PASSAGE GIVEN start

The city is still dark when the knocking begins.
It is not loud. A firm hand on a wooden door carries through a quiet home. A wife wakes first, then a husband, then children who do not yet understand why their parents are moving faster than usual.
Outside, there are lists.
Police units move from house to house with names already chosen. Writers, teachers, priests, editors, and community leaders. Armenian men whose voices carry beyond their own homes. They are told to come with them.
No charges. No explanation. No time.
A coat is pulled on. Shoes are slipped into place. A final look at a room that still holds the warmth of sleep. Some families follow to the doorway. Some to the street. Some stand still, hoping that stillness might delay what is already happening.
It does not.
By the end of the day, hundreds of Armenian intellectuals had been taken. Within weeks, most will be gone.
This is the beginning of a coordinated campaign by the Ottoman government, controlled by the Committee of Union and Progress (CUP, the Young Turks), led by Talaat Pasha, Enver Pasha, and Djemal Pasha, against Armenian Christians across the empire.
Orders spread across the empire. Armenians are told they are being relocated. Villages are emptied. Families are pushed onto roads with no destination, meant for survival. Men are separated first. Women and children follow.
The journeys are long. Water runs out. Feet split open. Voices grow quieter with each mile. There are gendarmes and escorts enforcing the movement. There are officials who sign the orders. There are neighbors who watch from a distance and say nothing.
What unfolds does not end in days or weeks.
It continues for years.
From 1915 through the early 1920s, an estimated one to one and a half million Armenians were killed. Hundreds of thousands more were displaced, scattered across deserts, across borders, across continents, separated from everything they once called home.
Entire communities disappeared.
Those who survived speak of starvation, exposure, forced marches, and violence carried out under authority.
This was not an accident of war; it was policy.
And yet, not everyone accepted it.

PASSAGE GIVEN end

WRITTEN PROBLEM =>
Render this sentence from the passage on the Armenian deportations into Spanish: "The city is still dark when the knocking begins."

MATERIAL PROVIDED start

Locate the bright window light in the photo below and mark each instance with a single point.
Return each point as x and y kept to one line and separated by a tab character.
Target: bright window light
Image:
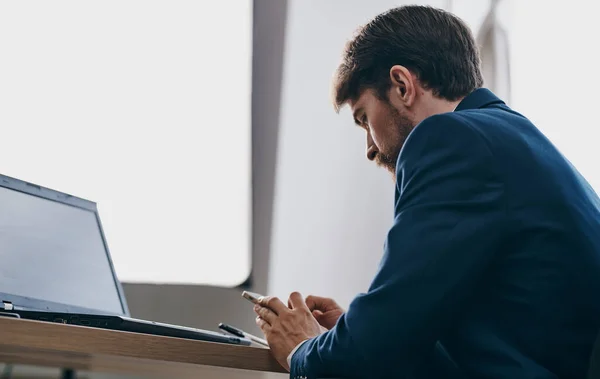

MATERIAL PROVIDED end

PROBLEM SOLUTION =>
La ciudad todavía está a oscuras cuando empiezan los golpes.